-- EXTRACTED TEXT --
══════════════════════════════

Michael Stoddart, chairman, denied family relationships influenced the appointment. 'We do not have anybody who has got Cabinet experience and sometimes opinions in that area are very useful,' he said.
How Mr King's political experience will benefit Electra's backing for the proposed management buyout of Mirror Group Newspapers, the country's leading left-wing newspaper group, remains to be seen.
IN AN attempt to destroy the myth that accountants are really boring, Professor David Tweedie, head of the Accounting Standards Board, was on fine form addressing the annual Extel analysts survey lunch. 'Earnings per share are like haggis,' said the Prof. 'If you knew what went into them, you wouldn't touch them.' Like all the best accountants he is Scottish.
WITH memories of the time a Ratners press release went out on Bond Corporation notepaper, one was interested to receive a letter from NFC counselling caution about the Spanish economy. What, you might ask, do the haulage people know about Spain?
The answer is not a lot. It seems that St James Public Relations confused NFC with another client, Spanish stockbroker FG Inversiones.
INVESTING in biotechnology companies is an all or nothing game. Hopeful institutions give a bunch of scientists several million pounds to spend on research in the hope they discover the cure for cancer or Aids. Success is rewarded by riches, but should the scientists fail everybody loses a packet.

══════════════════════════════

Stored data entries
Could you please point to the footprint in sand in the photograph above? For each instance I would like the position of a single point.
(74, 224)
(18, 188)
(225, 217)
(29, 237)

══════════════════════════════

-- INSTRUCTIONS --
#1 In the business column, who is named as head of the Accounting Standards Board?
#2 Using the business column, explain why a letter from NFC warned about the Spanish economy.
#3 Summarize the business column in three sentences.

-- TASK-BY-TASK ANSWERS --
#1 Professor David Tweedie.

#2 St James Public Relations confused NFC with another of its clients, the Spanish stockbroker FG Inversiones. As a result, a caution about Spain went out under the name of a haulage company that knows little about that country.

#3 Electra chairman Michael Stoddart denied that family relationships influenced an appointment, saying Cabinet experience can be useful. Professor David Tweedie told the Extel analysts survey lunch that earnings per share are like haggis, and St James Public Relations sent a letter on the Spanish economy from NFC after confusing it with a Spanish stockbroker client. Investing in biotechnology companies is described as all or nothing, since success brings riches but failure means everybody loses.